— WHAT IS NEEDED —
Even where a line looks wrong, copy it exactly and include every entry.

— PROVIDED DATA —

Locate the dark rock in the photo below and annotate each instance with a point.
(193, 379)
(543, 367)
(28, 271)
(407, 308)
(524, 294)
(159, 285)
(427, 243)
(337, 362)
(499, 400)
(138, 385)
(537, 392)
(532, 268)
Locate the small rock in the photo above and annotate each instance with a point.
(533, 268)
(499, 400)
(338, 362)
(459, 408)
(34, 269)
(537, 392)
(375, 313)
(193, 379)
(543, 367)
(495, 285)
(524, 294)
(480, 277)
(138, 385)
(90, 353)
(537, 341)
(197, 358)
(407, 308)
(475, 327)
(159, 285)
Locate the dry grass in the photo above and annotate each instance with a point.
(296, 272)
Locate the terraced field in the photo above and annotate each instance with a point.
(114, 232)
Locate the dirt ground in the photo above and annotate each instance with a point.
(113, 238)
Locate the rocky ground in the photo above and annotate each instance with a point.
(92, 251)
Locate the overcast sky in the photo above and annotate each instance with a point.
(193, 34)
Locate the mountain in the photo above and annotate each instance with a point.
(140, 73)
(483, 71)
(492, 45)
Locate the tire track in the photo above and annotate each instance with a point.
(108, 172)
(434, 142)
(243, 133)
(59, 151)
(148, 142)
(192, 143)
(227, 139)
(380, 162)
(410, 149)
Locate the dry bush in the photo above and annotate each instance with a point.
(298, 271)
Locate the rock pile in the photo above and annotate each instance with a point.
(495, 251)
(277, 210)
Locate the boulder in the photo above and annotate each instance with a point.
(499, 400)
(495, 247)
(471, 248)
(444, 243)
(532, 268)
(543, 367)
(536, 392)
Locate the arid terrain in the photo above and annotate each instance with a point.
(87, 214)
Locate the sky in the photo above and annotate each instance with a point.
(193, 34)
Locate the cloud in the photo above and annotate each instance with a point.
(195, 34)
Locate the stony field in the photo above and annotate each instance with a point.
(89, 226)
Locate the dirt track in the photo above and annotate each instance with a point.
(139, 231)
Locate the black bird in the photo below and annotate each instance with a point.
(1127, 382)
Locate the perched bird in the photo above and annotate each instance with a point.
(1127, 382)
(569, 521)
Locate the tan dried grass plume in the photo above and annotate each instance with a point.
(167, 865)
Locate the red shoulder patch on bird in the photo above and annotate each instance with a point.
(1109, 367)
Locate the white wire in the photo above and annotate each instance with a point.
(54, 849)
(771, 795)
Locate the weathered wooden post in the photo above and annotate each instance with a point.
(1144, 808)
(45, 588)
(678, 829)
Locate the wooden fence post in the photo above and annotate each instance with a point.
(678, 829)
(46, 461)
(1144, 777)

— ANSWER SECTION —
Locate the dark rock in the photo below and annotate each instance with a point.
(193, 379)
(543, 367)
(28, 271)
(407, 308)
(524, 294)
(159, 285)
(427, 243)
(337, 362)
(499, 400)
(138, 385)
(537, 392)
(532, 268)
Locate the small rock in the photo above and annotate each instance with a point.
(533, 268)
(499, 400)
(338, 362)
(459, 408)
(34, 269)
(537, 392)
(375, 313)
(193, 379)
(543, 367)
(495, 285)
(524, 294)
(480, 277)
(138, 385)
(90, 353)
(537, 341)
(197, 358)
(407, 308)
(475, 327)
(159, 285)
Locate the dry grass in the photo above and annotate each instance with a point.
(296, 272)
Locate the terraced field in the photo above and annotate each instance with a point.
(114, 232)
Locate the dirt ground in the photo above and annotate each instance with a point.
(113, 238)
Locate the rocky ground in the photo above and annotate each instance with a point.
(92, 251)
Locate the overcast sky in the photo above and annotate each instance with a point.
(193, 34)
Locate the mountain in the photo above and annotate each instance with a point.
(140, 73)
(483, 71)
(492, 45)
Locate the tire track in the photo above and annotate each instance with a point.
(108, 172)
(434, 142)
(243, 133)
(59, 151)
(148, 142)
(192, 143)
(227, 139)
(380, 162)
(410, 149)
Locate the dry bush in the photo above and annotate each instance with a point.
(298, 271)
Locate the rock pile in the photo above and annotate each instance with a point.
(495, 251)
(277, 210)
Locate the boulder in the photo above and annotate each instance with a point.
(499, 400)
(495, 247)
(471, 248)
(444, 243)
(532, 268)
(543, 367)
(536, 392)
Locate the arid terrain in the photo above and annotate each instance with a point.
(87, 214)
Locate the sky in the photo above and annotate each instance with a point.
(193, 34)
Locate the cloud in the photo above and annotate each instance with a point.
(195, 34)
Locate the stony field in the photo above and annotate each instance with a point.
(89, 226)
Locate the dirt track in the photo above and annotate each instance with a point.
(139, 231)
Locate the black bird in the photo below and annotate each instance with a point.
(1127, 382)
Locate the perched bird in the photo above and annotate each instance with a point.
(1127, 382)
(569, 521)
Locate the tan dried grass plume in the photo above and annotate each instance with a point.
(167, 865)
Locate the red shoulder patch on bird in the photo above and annotate each instance with a point.
(1109, 367)
Locate the white wire in the photo above and annotate each instance with a point.
(54, 849)
(771, 795)
Locate the weathered wooden post in the photo above and annotate each instance with a point.
(1144, 808)
(45, 588)
(678, 829)
Locate the wooden fence post in the photo above and annotate each instance with a point.
(678, 829)
(46, 461)
(1144, 777)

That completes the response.